___ TEXT EXTRACT
An intercooler is a device used on turbocharged and supercharged internal combustion engines to improve the volumetric efficiency and increase the amount of charge in the engine, thereby increasing power. The inter in the name refers to its location compared to the compressors; the coolers were typically installed between multiple stages of supercharging in aircraft engines. Modern automobile designs are technically aftercoolers because they appear most often at the very end of the chain, but this name is no longer used.

 

Turbochargers and superchargers compress incoming air, causing it to become heated (see the universal gas equation). Since hot air is less dense than cooler air at the same pressure, the total charge delivered to the cylinders is higher than non-compressed air, but still less than it could be. By cooling the charge after compression, even more charge can be delivered, increasing power. Additionally, intercoolers help to increase the total amount of boost possible without causing engine knocking.

 

An intercooler is essentially a radiator tuned for high volume flow rates and the increasing density of the charge as it cools. Most designs use ambient air for cooling, flowing through the radiator core, and often collocated with other radiators for oil or cooling fluid. This approach is also known as Air To Air (ATA).

 

An alternate design, often referred to as a charge cooler, uses water or a water/antifreeze mix to cool the charge, then cools the water in a separate radiator. While heavier and more complex, charge coolers can often make arranging the rest of the engine much simpler. This approach is also known as Water To Air (WTA). A variation on this type of charge cooler substitutes a reservoir of coolant for the radiator, allowing the use of an icewater mixture that can bring outlet temperatures well below ambient air temperature even under very high boost pressure. Because of the limitations on the volume of icewater that can be stored and circulated, this approach to charge cooling is only practical for short durations, making it most common in drag racing and land speed record attempts.

 

Intercoolers need to be mounted so as to maximize air flow and promote efficient cooling. Most cars such as the Saab (except the Subaru WRX based 9-2X Aero), Mitsubishi Lancer Evolution, Volkswagen and Audi use front mounted intercooler(s) (FMIC) mounted vertically near the front bumper, in line with the car's radiator. In contrast, cars such as the Subaru Impreza WRX use top mounted intercoolers (TMIC) i.e. horizontally on top of the engine (due to its low hood line from the use of horizontally opposed engine) and use a hood scoop to force air over the intercooler. Some World Rally Championship cars use a reverse-induction setup, where air from ducts in the front bumper is forced up over a horizontally-mounted intercooler and then vented through ducts in the top of the hood to futher maximize aerodynamic benefits.
______
___ INFORMATION PROVIDED
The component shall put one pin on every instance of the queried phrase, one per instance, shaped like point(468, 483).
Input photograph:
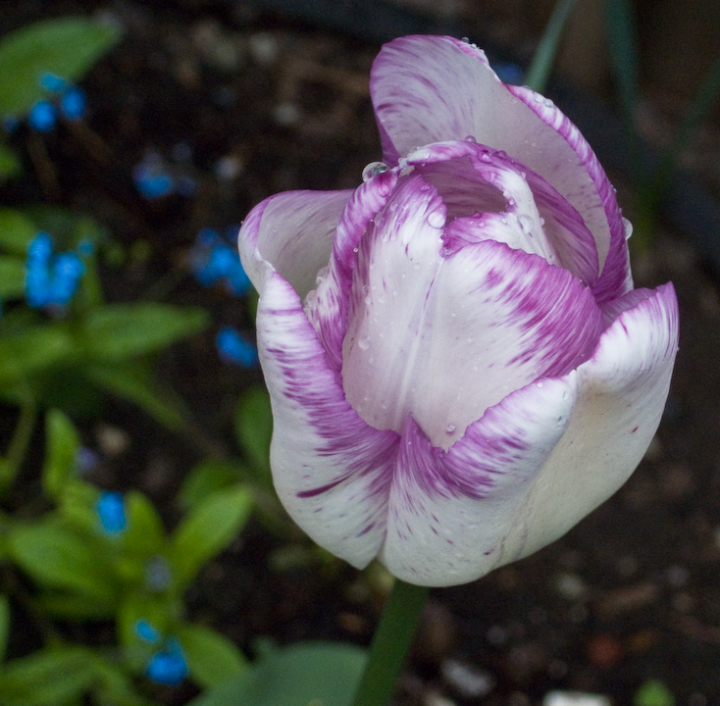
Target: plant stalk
point(392, 640)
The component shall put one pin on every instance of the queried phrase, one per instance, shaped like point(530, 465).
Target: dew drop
point(525, 224)
point(436, 219)
point(373, 169)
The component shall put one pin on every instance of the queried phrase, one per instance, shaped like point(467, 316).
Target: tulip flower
point(459, 366)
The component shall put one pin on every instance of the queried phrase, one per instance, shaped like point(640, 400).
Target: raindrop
point(373, 169)
point(436, 219)
point(525, 224)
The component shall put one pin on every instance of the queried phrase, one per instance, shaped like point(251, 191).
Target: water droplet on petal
point(436, 219)
point(373, 169)
point(525, 224)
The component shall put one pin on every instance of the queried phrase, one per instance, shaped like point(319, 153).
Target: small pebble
point(469, 681)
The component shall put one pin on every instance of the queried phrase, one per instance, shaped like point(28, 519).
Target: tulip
point(459, 367)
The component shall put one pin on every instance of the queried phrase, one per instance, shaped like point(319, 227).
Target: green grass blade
point(539, 71)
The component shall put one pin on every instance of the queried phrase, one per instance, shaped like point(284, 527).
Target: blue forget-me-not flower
point(50, 278)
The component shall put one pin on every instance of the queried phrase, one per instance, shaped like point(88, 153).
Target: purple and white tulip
point(459, 367)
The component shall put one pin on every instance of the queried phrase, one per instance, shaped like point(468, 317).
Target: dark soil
point(630, 594)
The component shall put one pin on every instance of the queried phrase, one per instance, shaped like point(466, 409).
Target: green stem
point(392, 640)
point(18, 445)
point(539, 71)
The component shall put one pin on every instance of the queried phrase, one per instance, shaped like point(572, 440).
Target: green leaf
point(539, 71)
point(120, 331)
point(47, 678)
point(62, 445)
point(27, 352)
point(12, 277)
point(325, 673)
point(653, 693)
point(144, 535)
point(77, 506)
point(66, 47)
point(4, 624)
point(253, 425)
point(212, 659)
point(72, 606)
point(116, 688)
point(56, 556)
point(16, 232)
point(208, 477)
point(207, 530)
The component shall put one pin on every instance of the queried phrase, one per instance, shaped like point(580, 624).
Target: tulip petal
point(616, 278)
point(445, 337)
point(449, 512)
point(621, 393)
point(291, 233)
point(327, 306)
point(534, 217)
point(330, 469)
point(433, 89)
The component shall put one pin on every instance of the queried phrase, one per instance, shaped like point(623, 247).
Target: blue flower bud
point(146, 631)
point(42, 116)
point(168, 666)
point(233, 348)
point(111, 510)
point(73, 103)
point(53, 83)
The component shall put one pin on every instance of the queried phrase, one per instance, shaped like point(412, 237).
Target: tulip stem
point(392, 640)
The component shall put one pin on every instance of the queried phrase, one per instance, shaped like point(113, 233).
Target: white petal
point(450, 512)
point(444, 337)
point(621, 394)
point(330, 469)
point(291, 233)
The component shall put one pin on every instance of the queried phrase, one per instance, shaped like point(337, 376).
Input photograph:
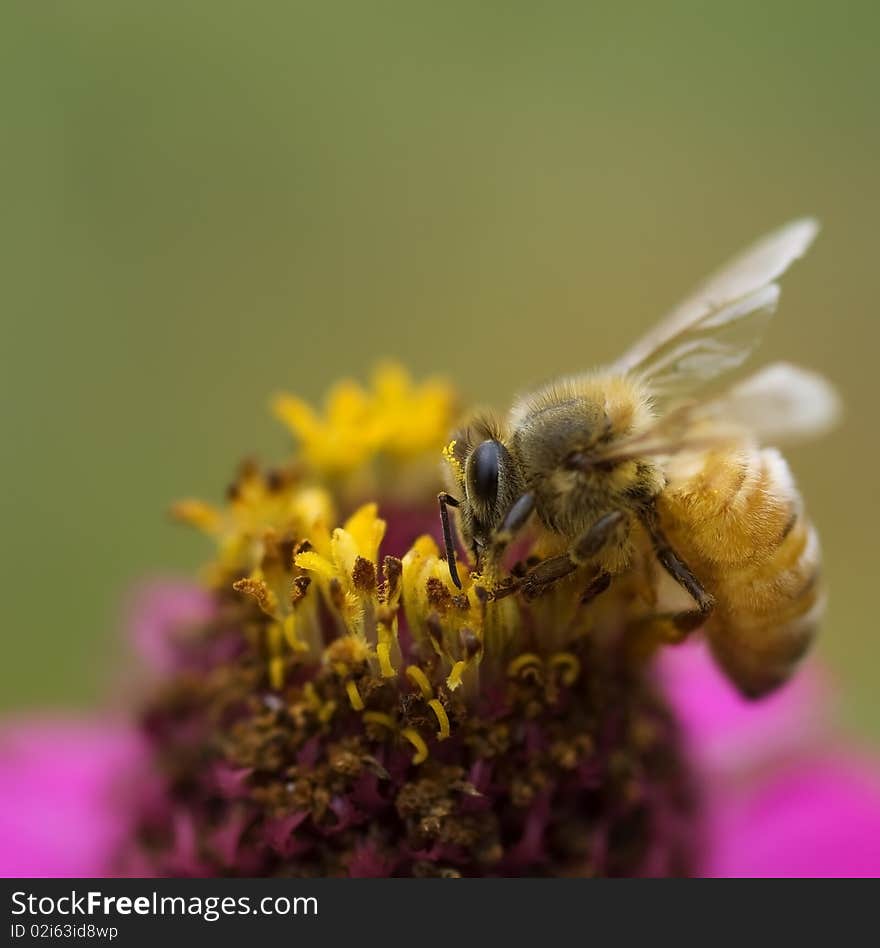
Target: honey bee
point(645, 460)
______
▶ REQUIRED ACTIONS
• a. Answer these questions about the intercooler text:
(i) What do most intercooler designs use for cooling?
(ii) In which two settings is icewater charge cooling most common?
(iii) What kind of intercooler does the Subaru Impreza WRX use?
• b. In the rows, take the lines from the one holding "like point(572, 440)." through the end of the rows, inclusive, and swap "Target" for "Query" wherever it appears, changing nothing else. Leave the pictures out of your answer.

▶ EXERCISE RESPONSES
• a.
(i) Ambient air, which flows through the radiator core.
(ii) Drag racing and land speed record attempts.
(iii) A top mounted intercooler (TMIC), placed horizontally on top of the engine.

• b.
The component shall put one pin on every instance of the queried phrase, one per instance, shaped like point(572, 440).
Query: green leaf
point(539, 71)
point(120, 331)
point(47, 678)
point(62, 445)
point(27, 352)
point(12, 277)
point(325, 673)
point(653, 693)
point(144, 535)
point(77, 506)
point(66, 47)
point(4, 624)
point(253, 425)
point(212, 659)
point(72, 606)
point(116, 688)
point(56, 556)
point(16, 232)
point(208, 477)
point(207, 530)
The component shall put one pin on every instance of the queried phrase, one per instance, shaped like point(580, 624).
Query: tulip petal
point(616, 278)
point(445, 337)
point(449, 512)
point(621, 393)
point(291, 233)
point(327, 306)
point(534, 217)
point(330, 469)
point(433, 89)
The component shall put one pin on every instance of the queried phrase, one per instance, shaped like point(623, 247).
Query: blue flower bud
point(146, 631)
point(42, 116)
point(168, 666)
point(233, 348)
point(111, 510)
point(73, 103)
point(53, 83)
The component shall put one pin on every instance of the queried phrase, one per instance, shaped like point(412, 237).
Query: tulip stem
point(392, 640)
The component shall put one pin on every instance of the queried phrase, one per instance, shaped like point(113, 233).
Query: white petal
point(450, 512)
point(444, 337)
point(621, 394)
point(330, 469)
point(291, 233)
The component shall put one pin on every instance of the queried phrase, one per instance, shaped like point(337, 376).
Input photograph:
Query: honey bee
point(645, 460)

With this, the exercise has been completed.